··· DATA ···
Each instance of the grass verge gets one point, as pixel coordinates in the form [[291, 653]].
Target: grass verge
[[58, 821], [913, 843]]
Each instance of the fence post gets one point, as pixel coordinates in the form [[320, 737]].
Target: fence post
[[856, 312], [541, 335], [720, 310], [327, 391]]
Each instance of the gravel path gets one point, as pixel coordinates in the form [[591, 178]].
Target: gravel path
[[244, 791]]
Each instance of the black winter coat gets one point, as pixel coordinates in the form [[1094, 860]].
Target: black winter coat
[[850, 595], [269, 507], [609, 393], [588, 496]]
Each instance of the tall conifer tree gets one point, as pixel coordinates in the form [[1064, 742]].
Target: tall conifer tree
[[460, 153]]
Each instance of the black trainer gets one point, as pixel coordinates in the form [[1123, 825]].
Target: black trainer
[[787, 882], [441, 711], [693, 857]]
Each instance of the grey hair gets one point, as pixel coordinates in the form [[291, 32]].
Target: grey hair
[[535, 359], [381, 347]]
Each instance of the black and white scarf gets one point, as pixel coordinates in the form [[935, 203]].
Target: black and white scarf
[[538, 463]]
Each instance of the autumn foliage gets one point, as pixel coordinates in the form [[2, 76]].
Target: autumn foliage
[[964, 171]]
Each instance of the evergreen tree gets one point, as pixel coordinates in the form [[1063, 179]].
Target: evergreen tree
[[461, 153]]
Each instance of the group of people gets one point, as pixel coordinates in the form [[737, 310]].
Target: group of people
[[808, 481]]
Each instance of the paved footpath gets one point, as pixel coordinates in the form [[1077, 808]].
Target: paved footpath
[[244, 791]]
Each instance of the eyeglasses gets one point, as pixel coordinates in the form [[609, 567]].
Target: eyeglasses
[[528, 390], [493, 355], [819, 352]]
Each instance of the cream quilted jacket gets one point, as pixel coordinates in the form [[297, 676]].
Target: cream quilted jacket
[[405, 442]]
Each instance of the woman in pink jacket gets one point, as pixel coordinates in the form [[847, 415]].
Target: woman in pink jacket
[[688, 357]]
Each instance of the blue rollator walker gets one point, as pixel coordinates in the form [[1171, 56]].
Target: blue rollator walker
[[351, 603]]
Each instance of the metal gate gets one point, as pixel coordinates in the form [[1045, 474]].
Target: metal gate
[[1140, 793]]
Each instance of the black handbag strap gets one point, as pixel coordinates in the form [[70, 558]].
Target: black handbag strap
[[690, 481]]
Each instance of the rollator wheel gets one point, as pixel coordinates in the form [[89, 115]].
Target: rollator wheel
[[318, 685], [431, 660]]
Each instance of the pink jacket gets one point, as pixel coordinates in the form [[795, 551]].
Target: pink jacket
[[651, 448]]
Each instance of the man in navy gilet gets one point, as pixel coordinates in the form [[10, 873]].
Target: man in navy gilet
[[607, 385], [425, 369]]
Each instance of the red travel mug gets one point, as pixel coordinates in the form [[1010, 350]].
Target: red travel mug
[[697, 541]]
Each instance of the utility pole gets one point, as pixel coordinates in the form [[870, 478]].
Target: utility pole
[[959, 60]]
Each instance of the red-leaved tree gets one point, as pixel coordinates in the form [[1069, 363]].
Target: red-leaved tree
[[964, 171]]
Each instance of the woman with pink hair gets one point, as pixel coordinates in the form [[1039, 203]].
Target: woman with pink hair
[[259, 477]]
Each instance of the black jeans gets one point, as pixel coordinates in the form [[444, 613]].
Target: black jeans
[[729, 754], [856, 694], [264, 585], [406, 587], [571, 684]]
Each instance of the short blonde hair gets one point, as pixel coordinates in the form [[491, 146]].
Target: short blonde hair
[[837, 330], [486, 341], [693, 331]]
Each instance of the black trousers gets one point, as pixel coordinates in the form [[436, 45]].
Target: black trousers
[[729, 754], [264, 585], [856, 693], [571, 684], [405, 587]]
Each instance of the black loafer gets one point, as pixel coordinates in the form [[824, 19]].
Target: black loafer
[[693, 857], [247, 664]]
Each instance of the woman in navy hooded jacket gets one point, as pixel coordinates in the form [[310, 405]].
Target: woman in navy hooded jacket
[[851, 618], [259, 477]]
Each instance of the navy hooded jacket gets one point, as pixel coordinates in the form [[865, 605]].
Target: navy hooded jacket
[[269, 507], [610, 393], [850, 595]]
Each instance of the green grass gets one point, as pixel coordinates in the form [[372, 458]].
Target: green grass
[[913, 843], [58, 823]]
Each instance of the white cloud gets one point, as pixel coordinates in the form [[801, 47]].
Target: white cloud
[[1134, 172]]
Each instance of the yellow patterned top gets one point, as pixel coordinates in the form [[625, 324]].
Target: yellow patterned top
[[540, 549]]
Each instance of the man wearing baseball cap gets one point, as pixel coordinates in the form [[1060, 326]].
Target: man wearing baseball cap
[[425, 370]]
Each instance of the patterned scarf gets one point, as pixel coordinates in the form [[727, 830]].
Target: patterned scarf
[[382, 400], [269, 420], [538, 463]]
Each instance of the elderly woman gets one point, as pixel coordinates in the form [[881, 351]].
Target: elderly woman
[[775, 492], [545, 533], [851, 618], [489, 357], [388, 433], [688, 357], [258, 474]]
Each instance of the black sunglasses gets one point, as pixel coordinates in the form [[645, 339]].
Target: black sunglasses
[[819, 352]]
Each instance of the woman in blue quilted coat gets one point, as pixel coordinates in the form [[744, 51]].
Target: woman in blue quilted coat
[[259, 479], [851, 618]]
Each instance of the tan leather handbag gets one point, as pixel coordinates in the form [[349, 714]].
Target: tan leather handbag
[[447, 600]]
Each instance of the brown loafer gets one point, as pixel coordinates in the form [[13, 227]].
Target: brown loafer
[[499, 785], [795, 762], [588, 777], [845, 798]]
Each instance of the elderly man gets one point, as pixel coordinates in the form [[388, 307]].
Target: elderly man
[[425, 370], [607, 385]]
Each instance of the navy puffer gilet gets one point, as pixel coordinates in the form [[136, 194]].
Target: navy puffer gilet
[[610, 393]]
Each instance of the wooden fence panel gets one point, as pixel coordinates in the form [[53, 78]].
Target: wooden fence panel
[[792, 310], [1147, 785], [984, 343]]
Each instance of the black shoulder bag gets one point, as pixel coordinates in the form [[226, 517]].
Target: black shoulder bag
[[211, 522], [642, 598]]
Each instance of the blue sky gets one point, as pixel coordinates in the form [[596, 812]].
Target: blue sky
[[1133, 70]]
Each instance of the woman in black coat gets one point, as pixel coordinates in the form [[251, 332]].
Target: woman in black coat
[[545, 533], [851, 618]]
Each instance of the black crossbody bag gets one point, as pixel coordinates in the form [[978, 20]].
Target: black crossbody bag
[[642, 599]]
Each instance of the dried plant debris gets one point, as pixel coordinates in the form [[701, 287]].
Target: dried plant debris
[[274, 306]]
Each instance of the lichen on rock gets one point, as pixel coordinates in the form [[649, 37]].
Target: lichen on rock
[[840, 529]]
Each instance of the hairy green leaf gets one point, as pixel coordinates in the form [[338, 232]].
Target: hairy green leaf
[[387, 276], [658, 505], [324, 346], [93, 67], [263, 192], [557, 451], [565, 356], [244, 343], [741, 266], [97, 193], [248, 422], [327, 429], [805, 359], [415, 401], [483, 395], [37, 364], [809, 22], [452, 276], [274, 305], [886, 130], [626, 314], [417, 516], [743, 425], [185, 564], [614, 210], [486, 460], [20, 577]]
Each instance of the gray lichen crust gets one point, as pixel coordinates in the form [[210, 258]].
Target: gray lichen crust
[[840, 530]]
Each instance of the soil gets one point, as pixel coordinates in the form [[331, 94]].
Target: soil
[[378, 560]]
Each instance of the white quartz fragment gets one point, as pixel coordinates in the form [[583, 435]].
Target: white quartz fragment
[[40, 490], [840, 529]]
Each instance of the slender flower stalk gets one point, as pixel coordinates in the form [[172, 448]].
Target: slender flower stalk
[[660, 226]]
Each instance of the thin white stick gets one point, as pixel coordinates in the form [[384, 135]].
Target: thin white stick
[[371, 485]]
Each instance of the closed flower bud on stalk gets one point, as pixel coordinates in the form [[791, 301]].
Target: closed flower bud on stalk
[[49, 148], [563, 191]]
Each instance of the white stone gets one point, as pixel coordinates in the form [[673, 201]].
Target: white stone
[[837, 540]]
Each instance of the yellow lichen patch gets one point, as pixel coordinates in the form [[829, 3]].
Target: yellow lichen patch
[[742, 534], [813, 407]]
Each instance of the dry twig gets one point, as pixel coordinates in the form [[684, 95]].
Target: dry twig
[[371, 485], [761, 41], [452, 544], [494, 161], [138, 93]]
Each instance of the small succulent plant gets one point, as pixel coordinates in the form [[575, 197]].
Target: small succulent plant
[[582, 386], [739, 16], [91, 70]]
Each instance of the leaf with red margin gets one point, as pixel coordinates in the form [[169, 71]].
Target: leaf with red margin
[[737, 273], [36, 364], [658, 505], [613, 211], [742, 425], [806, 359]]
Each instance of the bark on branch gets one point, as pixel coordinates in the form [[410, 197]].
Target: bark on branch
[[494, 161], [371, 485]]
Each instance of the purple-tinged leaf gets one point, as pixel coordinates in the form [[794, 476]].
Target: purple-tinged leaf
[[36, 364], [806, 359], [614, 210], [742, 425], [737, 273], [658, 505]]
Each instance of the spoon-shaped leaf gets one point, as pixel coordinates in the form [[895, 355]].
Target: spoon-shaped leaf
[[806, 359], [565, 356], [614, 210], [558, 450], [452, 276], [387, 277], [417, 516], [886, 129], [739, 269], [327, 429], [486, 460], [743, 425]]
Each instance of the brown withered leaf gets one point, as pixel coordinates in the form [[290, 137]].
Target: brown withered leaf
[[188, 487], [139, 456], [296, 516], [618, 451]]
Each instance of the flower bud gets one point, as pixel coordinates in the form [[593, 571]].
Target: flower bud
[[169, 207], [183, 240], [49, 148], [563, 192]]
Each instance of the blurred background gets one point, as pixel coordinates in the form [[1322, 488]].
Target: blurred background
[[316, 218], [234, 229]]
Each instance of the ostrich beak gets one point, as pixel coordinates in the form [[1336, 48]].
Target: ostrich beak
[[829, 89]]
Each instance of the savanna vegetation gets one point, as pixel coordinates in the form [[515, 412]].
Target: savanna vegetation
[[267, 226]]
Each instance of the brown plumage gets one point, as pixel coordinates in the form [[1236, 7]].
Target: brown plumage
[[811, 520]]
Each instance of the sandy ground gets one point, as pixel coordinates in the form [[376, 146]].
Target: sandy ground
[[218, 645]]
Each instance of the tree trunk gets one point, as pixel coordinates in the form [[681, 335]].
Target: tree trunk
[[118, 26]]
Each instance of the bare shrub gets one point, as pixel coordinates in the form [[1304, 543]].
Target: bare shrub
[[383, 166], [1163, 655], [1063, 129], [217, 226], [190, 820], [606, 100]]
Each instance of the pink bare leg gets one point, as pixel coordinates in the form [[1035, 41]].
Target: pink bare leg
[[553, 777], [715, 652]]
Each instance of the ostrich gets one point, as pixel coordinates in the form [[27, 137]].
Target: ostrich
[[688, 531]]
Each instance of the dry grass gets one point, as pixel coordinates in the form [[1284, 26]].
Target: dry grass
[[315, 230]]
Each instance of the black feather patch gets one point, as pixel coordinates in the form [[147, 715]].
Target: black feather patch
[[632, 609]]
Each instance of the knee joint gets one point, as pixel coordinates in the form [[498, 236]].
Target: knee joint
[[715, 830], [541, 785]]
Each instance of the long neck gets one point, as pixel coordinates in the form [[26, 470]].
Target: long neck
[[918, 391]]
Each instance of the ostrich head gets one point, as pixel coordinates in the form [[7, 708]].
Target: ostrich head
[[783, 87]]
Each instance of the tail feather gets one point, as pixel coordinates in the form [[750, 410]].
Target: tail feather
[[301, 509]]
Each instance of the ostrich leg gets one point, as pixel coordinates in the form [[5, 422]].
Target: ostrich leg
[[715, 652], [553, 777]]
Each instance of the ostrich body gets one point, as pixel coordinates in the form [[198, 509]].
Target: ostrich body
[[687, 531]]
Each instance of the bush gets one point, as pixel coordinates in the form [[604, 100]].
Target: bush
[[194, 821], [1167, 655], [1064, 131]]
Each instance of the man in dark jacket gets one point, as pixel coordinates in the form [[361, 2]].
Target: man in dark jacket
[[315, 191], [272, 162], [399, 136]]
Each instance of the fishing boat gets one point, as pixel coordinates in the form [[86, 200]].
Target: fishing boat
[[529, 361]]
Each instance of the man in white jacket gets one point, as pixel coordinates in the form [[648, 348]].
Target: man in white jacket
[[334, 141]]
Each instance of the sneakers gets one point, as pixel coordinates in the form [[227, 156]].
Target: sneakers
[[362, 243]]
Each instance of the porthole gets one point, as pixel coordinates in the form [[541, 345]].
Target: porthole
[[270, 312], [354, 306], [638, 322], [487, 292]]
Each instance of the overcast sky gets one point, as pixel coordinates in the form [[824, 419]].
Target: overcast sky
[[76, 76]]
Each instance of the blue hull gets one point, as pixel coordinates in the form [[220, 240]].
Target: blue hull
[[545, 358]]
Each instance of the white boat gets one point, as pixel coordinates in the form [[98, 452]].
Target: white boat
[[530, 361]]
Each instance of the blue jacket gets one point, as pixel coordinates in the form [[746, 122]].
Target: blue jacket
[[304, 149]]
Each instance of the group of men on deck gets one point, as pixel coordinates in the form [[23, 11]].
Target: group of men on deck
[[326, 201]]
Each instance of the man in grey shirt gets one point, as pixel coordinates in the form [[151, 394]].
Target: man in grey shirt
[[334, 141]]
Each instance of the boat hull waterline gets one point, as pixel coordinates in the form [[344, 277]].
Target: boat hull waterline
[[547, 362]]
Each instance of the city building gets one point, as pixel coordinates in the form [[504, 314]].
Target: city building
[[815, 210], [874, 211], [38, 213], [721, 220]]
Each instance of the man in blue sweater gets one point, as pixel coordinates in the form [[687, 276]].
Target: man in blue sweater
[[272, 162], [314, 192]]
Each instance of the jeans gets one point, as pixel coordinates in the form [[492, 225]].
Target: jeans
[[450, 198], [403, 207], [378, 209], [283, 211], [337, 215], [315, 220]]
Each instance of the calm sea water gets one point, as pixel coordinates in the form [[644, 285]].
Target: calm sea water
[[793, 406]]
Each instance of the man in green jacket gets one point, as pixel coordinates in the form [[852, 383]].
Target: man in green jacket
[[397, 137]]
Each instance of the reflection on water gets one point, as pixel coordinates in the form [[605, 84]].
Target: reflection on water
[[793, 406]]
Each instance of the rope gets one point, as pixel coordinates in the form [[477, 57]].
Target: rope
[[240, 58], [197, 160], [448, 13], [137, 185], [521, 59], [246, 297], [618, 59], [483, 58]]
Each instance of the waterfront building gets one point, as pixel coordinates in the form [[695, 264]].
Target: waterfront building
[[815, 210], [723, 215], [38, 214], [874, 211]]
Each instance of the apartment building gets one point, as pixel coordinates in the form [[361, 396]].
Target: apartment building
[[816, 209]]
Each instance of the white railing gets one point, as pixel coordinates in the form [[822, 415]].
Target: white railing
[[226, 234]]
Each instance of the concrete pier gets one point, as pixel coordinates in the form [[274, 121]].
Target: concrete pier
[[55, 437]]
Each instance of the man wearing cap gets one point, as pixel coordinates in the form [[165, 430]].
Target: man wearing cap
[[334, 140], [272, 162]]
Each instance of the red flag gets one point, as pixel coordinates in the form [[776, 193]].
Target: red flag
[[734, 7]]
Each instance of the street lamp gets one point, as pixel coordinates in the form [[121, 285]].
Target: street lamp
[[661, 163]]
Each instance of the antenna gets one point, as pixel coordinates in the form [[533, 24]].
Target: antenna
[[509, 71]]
···
== PROBLEM STATEMENT ==
Please update the part of the listing that opens with the line containing "Each instance of the porthole" and closes with the line containing "59], [483, 58]]" so that "blue jacket" becomes "navy jacket", keeping everything else unchanged. Return only those lines.

== TASK SOLUTION ==
Each instance of the porthole gets one point, as pixel coordinates in the form [[541, 345]].
Target: porthole
[[270, 312], [354, 306], [638, 322], [487, 292]]
Each instance of the overcast sky gets one point, as pixel coordinates in the form [[824, 419]].
Target: overcast sky
[[76, 76]]
Each instance of the blue hull gets one point, as pixel coordinates in the form [[220, 240]].
Target: blue hull
[[545, 358]]
Each instance of the white boat gets one point, as pixel coordinates in the form [[98, 452]].
Target: white boat
[[530, 361]]
Each instance of the navy jacket gets one point, as pixel coordinates in the form [[746, 122]].
Target: navy jacket
[[304, 149]]
Each instance of the group of men on deck gets one point, as pixel coordinates in the form [[23, 11]].
Target: group of men on deck
[[326, 201]]
Each instance of the man in grey shirt gets one point, as pixel coordinates in the form [[151, 394]].
Target: man in grey shirt
[[334, 141]]
Each instance of the boat hull waterline gets one point, as pixel coordinates in the form [[344, 277]].
Target: boat hull waterline
[[547, 362]]
Each instance of the city building gets one point, as pixel coordinates in the form [[504, 314]].
Target: city building
[[815, 210], [874, 211], [38, 213], [721, 220]]
Each instance of the man in blue sweater gets one point, as pixel coordinates in the form [[687, 276]].
Target: man in blue sweater
[[272, 162], [314, 192]]
Each instance of the jeans gets one point, as pixel coordinates in the form [[492, 225]].
Target: jeans
[[450, 198], [403, 207], [378, 209], [283, 211], [337, 215], [315, 220]]
Each instance of the calm sea water gets one point, as pixel coordinates in the form [[644, 285]].
Target: calm sea water
[[793, 406]]
Each instance of the man in green jacket gets one point, as pixel coordinates in the form [[852, 383]].
Target: man in green jacket
[[397, 137]]
Each instance of the reflection on water gets one point, as pixel coordinates in the form [[605, 84]].
Target: reflection on water
[[793, 406]]
Each instance of the rope gets one point, as pixel coordinates in the form [[477, 57]].
Target: rope
[[240, 58], [197, 160], [448, 13], [137, 185], [521, 59], [246, 297], [618, 59], [483, 58]]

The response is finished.